• _GOAL OF THE EXERCISE_
Where in the data below does the word "before" appear? Copy each line that holds it.

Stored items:
§

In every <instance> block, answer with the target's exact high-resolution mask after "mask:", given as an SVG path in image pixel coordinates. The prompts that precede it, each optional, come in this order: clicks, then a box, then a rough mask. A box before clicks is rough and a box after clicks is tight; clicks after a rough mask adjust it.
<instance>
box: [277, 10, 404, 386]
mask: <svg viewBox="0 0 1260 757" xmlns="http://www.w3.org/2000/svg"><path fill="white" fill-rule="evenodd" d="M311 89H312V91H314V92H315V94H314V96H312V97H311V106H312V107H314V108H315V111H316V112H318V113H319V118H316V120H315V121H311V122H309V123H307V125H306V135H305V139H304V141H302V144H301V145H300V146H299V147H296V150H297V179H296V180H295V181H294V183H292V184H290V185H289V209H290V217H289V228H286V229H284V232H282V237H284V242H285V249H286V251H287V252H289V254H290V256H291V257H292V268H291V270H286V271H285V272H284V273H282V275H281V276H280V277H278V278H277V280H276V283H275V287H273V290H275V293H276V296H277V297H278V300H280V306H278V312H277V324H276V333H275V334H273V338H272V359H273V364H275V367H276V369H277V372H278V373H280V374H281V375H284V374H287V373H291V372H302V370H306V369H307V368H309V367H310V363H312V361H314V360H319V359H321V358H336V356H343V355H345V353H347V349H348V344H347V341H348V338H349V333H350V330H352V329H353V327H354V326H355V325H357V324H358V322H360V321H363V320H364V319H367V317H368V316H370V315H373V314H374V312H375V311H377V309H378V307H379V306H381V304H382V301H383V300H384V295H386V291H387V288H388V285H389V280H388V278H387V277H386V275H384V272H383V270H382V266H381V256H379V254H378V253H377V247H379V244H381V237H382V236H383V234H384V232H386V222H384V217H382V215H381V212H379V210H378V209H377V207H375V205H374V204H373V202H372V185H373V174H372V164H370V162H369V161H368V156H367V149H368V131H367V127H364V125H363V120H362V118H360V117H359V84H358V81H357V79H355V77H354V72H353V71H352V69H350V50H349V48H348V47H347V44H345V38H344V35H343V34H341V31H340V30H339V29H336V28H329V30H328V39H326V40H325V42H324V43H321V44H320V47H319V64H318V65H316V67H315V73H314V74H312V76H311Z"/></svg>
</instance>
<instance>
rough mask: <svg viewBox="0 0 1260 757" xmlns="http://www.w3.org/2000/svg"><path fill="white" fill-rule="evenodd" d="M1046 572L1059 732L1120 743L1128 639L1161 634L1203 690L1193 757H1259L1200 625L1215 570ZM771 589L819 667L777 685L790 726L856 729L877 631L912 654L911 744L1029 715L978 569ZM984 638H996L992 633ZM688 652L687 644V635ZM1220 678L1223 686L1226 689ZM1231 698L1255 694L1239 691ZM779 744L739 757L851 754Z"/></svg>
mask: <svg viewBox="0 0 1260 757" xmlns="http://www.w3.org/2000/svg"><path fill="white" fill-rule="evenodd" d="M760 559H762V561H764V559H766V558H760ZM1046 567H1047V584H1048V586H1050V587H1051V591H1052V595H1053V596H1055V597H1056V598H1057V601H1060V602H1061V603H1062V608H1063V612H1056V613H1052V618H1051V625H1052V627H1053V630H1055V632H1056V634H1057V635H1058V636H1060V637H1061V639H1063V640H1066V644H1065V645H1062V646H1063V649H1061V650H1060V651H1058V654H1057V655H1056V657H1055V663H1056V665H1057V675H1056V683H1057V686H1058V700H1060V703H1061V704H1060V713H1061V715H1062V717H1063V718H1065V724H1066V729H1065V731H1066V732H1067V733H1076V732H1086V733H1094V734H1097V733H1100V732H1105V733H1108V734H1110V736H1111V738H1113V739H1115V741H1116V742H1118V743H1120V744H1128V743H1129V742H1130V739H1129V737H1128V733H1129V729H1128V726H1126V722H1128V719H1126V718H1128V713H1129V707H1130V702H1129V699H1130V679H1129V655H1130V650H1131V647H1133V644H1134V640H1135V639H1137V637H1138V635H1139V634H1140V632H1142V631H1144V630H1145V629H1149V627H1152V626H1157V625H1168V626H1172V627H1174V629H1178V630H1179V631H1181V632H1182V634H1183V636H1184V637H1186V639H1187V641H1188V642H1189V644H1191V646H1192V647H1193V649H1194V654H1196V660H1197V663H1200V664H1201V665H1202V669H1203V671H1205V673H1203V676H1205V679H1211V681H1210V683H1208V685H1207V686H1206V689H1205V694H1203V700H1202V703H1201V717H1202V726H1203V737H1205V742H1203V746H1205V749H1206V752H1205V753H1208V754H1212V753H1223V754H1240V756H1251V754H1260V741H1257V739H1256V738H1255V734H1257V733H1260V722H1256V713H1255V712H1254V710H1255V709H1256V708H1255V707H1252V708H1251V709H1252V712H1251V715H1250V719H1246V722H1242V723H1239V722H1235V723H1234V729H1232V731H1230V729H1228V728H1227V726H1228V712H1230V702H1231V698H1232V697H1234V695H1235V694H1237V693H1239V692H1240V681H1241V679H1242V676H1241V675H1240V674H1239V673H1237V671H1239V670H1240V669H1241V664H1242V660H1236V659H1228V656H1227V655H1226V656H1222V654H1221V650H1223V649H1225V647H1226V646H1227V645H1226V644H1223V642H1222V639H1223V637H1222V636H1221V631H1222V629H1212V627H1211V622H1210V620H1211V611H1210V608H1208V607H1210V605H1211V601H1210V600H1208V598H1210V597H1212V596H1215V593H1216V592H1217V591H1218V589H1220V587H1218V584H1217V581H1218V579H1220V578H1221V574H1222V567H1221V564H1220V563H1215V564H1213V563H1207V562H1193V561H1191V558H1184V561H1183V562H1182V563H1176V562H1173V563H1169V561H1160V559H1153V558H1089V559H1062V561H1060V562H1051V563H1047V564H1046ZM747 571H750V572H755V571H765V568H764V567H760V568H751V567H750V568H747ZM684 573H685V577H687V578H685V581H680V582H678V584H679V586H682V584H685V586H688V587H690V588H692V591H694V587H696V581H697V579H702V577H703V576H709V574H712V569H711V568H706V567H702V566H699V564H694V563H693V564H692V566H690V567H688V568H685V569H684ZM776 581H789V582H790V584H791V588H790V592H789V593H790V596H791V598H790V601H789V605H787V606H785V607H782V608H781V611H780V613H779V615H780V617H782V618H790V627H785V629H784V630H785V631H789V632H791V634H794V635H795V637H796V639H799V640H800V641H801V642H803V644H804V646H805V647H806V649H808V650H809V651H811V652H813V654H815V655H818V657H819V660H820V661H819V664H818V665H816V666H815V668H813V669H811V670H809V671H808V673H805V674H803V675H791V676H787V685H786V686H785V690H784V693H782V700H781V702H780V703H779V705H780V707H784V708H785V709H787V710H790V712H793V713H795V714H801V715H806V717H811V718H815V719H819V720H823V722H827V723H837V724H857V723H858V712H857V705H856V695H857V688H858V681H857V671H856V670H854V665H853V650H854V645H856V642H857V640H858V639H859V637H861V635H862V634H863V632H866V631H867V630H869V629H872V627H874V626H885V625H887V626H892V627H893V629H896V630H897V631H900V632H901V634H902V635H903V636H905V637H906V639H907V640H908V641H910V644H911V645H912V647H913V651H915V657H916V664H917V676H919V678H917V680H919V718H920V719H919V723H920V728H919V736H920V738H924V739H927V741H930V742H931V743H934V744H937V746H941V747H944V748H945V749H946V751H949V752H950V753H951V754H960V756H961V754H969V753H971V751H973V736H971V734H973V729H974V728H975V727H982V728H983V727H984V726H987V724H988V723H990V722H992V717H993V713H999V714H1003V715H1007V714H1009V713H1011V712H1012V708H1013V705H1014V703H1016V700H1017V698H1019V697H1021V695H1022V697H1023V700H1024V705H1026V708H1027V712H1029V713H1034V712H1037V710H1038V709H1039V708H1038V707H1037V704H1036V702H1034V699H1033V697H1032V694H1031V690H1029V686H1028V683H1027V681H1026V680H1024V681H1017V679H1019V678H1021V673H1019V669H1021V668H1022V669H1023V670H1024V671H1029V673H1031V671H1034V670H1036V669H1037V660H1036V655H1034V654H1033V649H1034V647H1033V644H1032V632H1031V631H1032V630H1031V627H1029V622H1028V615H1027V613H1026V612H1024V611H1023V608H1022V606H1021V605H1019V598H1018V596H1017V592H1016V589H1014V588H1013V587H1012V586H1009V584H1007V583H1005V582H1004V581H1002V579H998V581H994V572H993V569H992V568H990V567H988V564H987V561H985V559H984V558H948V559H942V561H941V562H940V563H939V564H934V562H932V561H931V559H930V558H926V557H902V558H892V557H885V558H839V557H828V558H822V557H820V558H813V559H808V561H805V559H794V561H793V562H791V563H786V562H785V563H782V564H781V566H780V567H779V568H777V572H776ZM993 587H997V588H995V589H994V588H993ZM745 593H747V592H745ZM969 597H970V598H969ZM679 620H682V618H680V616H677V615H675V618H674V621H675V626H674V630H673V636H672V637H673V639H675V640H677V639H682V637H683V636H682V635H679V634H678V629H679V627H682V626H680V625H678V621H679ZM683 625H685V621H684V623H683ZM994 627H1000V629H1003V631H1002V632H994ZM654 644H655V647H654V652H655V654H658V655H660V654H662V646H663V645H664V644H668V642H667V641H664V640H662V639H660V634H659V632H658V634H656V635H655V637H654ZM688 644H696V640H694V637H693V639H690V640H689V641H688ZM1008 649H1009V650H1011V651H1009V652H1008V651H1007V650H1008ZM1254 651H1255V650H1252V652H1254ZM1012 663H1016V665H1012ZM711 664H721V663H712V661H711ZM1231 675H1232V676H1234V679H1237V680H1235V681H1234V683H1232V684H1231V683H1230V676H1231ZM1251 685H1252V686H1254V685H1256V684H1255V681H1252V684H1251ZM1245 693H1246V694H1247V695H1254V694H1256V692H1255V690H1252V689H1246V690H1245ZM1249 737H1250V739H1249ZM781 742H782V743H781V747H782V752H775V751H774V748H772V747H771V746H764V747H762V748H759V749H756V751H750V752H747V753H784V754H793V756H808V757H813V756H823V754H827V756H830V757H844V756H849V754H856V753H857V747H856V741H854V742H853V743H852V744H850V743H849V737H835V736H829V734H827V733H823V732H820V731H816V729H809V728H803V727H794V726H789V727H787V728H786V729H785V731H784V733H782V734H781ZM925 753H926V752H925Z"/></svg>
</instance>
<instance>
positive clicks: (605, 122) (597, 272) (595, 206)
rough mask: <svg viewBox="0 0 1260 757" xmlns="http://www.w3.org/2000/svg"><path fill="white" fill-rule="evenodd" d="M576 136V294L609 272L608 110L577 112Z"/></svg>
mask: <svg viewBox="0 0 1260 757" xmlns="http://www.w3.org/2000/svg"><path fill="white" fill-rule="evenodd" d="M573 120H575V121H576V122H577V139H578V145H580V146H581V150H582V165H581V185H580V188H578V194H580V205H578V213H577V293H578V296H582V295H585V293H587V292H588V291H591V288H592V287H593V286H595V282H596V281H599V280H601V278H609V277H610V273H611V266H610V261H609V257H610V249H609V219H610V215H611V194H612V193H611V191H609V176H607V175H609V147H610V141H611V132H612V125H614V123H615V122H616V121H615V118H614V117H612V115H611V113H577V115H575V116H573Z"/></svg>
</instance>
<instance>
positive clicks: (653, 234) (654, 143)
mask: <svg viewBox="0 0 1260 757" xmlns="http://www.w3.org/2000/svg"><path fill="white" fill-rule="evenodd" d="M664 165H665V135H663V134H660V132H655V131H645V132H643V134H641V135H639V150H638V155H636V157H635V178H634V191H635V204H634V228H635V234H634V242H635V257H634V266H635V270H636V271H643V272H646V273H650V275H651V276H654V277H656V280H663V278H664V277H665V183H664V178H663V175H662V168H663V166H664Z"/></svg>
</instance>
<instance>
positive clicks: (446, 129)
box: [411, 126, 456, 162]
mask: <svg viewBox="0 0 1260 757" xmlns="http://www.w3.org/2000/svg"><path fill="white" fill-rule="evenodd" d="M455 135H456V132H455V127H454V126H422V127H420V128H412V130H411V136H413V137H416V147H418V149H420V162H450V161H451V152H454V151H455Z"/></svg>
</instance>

§

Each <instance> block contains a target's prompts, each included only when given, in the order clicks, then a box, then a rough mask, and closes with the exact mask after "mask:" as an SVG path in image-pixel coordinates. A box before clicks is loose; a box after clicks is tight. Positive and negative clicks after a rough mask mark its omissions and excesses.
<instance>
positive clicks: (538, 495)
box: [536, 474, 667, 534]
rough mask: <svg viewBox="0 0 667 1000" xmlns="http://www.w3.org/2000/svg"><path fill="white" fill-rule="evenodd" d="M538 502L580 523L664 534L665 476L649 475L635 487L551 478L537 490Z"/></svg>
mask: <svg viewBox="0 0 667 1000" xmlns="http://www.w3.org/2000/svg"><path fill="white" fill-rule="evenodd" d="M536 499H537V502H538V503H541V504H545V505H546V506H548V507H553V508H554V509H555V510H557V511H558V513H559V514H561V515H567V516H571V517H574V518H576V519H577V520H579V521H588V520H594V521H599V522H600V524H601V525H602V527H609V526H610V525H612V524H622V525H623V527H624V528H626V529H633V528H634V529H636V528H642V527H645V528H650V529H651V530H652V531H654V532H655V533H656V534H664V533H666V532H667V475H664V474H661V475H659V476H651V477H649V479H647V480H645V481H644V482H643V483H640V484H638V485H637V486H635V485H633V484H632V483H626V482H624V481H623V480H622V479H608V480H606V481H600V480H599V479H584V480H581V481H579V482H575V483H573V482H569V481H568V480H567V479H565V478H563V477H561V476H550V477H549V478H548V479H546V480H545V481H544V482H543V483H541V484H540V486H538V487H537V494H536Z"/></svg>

§

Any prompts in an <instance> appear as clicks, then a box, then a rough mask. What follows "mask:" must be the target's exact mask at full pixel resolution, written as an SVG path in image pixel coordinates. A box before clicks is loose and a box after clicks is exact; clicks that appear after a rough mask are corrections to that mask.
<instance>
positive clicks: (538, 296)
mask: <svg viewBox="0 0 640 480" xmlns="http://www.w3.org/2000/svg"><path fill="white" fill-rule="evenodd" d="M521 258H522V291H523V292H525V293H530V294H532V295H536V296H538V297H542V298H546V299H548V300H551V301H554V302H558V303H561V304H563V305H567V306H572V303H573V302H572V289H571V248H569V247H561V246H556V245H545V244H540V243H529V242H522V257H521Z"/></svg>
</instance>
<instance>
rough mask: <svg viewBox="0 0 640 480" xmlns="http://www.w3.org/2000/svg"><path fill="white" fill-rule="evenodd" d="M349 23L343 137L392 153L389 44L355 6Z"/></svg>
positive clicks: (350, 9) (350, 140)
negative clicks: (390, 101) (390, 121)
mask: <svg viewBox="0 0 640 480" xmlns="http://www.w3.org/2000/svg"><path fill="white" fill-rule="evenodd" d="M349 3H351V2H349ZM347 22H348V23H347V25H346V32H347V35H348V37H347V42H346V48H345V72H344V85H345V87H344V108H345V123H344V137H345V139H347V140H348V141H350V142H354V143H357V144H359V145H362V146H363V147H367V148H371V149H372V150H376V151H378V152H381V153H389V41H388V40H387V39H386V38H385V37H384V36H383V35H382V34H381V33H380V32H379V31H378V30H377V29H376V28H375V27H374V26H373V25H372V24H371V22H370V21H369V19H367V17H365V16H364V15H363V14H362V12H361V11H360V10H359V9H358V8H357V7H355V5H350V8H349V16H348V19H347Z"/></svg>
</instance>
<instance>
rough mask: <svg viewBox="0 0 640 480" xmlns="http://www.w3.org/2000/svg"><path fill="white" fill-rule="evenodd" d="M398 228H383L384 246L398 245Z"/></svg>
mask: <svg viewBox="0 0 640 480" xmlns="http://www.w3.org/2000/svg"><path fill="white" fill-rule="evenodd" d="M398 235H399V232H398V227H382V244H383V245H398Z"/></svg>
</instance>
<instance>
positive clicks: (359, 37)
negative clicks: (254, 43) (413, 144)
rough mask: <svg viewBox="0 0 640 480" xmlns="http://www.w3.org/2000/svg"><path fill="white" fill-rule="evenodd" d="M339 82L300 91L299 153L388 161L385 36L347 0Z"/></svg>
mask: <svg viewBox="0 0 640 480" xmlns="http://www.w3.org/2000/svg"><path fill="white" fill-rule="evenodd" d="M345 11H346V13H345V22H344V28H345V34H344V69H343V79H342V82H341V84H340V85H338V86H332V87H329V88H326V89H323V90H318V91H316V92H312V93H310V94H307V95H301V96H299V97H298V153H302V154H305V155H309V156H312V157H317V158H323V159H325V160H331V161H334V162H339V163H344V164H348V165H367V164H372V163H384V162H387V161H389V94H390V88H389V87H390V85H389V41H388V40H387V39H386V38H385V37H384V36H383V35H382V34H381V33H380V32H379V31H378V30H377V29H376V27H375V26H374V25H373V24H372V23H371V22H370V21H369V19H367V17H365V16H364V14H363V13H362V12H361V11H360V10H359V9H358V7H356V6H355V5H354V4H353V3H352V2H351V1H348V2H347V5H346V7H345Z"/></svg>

§

• _ANSWER FOR THIS EXERCISE_
In every <instance> block, answer with the target's exact high-resolution mask after "mask:", given as an SVG path in image pixel coordinates. The prompts that precede it, each optional, come in this order: clicks, then a box, then a rough mask. A box before clicks is rough and a box after clicks is tight; clicks after a rough mask adjust it.
Each <instance> block contains a target's prompts, each included only when given, in the order clicks, then a box, then a rough mask, and closes with the exact mask after "mask:" as an SVG path in image-pixel coordinates. A box before clicks is loose; a box after clicks is tight. Positive and negative clicks after a rough mask mark its omissions and excesses.
Any prompts in an <instance> appear as clicks, then a box, then a rough mask. What follows "mask:" must be the target's exact mask at full pixel resolution, written as an SVG path in image pixel coordinates. A box before clicks is loose and a box after clicks is exact; clicks that appear after a rough mask are corrections to that mask.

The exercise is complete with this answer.